Record excerpts:
=======
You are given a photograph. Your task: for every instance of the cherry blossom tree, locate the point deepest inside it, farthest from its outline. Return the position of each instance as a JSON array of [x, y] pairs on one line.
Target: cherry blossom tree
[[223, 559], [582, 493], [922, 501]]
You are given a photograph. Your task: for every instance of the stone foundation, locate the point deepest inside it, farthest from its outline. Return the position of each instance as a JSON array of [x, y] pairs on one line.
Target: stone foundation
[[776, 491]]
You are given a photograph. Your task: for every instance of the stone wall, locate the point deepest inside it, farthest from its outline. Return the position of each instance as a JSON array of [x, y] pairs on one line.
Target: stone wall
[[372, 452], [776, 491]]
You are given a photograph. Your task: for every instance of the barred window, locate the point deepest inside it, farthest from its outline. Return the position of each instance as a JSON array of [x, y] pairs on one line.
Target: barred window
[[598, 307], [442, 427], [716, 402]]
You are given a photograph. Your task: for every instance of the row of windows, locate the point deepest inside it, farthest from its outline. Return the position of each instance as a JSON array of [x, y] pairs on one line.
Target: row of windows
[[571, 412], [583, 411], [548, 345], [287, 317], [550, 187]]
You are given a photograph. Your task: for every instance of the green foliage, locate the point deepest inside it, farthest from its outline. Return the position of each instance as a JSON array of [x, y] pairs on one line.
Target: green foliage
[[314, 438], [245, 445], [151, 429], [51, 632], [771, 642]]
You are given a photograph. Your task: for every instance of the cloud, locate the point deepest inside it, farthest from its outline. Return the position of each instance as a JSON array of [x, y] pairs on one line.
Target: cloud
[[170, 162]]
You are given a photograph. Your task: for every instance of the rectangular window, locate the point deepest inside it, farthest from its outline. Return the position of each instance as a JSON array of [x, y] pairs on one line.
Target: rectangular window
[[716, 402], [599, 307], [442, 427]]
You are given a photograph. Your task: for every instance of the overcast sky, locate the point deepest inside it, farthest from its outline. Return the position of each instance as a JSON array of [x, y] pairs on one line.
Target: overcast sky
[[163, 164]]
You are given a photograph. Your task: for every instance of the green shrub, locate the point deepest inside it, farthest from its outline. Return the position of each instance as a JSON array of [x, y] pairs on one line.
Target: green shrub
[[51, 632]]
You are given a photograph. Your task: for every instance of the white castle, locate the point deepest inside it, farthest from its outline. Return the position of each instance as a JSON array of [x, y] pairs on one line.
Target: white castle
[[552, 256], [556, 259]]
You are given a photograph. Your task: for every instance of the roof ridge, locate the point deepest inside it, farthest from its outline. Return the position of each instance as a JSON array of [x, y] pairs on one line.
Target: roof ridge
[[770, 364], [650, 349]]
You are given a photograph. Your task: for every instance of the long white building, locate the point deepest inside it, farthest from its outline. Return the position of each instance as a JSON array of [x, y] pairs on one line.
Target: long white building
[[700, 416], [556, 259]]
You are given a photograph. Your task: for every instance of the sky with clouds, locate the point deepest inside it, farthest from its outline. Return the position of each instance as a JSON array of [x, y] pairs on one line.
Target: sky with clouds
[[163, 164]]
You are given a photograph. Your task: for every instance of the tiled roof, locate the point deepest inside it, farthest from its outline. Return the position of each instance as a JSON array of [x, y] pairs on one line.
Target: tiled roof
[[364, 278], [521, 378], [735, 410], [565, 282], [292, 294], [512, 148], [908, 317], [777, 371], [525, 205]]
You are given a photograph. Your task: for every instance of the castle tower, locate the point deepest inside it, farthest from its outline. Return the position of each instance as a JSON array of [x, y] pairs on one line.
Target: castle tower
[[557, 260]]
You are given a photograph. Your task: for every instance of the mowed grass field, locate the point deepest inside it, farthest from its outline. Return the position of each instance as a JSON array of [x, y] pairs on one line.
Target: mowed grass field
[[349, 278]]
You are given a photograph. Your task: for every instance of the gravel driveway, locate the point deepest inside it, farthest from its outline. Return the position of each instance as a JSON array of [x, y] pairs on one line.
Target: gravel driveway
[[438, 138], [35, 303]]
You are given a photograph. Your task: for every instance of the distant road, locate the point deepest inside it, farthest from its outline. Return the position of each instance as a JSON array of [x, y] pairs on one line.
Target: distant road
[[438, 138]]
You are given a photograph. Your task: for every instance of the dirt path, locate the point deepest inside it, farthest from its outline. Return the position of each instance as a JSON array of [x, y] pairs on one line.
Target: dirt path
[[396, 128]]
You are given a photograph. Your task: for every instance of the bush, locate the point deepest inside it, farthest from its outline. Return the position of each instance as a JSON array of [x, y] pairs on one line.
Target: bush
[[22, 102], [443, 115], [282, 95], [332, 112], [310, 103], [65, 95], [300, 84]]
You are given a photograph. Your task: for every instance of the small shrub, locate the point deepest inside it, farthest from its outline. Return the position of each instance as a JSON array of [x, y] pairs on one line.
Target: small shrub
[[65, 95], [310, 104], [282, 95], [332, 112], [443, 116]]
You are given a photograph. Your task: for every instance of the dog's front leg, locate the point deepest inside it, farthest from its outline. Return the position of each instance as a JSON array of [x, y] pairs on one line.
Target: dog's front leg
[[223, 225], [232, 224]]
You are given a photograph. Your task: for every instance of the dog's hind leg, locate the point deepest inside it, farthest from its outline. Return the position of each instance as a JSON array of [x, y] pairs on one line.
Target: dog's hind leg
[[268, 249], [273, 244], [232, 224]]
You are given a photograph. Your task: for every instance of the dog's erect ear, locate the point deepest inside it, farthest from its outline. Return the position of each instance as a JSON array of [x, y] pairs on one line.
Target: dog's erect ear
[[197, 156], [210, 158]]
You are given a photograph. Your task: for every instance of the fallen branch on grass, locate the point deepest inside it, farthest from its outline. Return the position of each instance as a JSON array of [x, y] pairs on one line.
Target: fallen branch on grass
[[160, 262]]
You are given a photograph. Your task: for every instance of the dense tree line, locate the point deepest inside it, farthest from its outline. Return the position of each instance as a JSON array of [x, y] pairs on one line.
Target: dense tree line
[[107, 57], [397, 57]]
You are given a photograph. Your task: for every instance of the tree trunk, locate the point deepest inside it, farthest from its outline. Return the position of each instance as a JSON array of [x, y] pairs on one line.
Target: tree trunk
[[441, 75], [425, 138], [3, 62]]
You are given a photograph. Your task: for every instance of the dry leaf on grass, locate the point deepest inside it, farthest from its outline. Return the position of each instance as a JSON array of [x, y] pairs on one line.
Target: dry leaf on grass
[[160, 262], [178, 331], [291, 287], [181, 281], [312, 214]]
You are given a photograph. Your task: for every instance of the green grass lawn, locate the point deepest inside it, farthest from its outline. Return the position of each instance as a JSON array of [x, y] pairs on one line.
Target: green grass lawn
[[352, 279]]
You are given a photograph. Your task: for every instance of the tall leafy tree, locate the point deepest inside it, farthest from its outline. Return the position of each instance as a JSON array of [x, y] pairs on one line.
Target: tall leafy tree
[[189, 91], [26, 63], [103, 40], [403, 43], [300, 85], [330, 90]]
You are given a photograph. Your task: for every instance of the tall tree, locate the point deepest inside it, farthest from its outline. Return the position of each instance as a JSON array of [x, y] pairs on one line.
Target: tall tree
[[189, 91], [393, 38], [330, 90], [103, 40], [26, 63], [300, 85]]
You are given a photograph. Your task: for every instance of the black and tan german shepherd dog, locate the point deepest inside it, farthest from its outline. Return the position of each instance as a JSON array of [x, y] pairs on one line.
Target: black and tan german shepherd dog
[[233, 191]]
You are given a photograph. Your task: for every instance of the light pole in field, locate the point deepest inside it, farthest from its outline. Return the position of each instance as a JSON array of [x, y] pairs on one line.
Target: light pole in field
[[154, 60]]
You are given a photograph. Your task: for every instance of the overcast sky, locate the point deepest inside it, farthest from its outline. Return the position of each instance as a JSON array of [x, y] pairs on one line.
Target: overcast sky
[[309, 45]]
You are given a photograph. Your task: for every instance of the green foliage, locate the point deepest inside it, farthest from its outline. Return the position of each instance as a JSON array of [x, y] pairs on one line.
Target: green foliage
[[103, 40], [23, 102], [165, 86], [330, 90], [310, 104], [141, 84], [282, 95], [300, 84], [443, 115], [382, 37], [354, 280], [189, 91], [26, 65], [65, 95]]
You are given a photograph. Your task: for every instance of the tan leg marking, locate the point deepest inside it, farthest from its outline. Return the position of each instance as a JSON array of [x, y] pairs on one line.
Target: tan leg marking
=======
Task to complete:
In the data above, find each line that uses the string "marking". Copy it.

Final answer:
You are given a photograph. Your task: for every instance of the tan leg marking, locate the point deepest inside it, farthest from its outline. Return the position of each instance as a JSON array of [x, y] pairs on one line.
Target: tan leg marking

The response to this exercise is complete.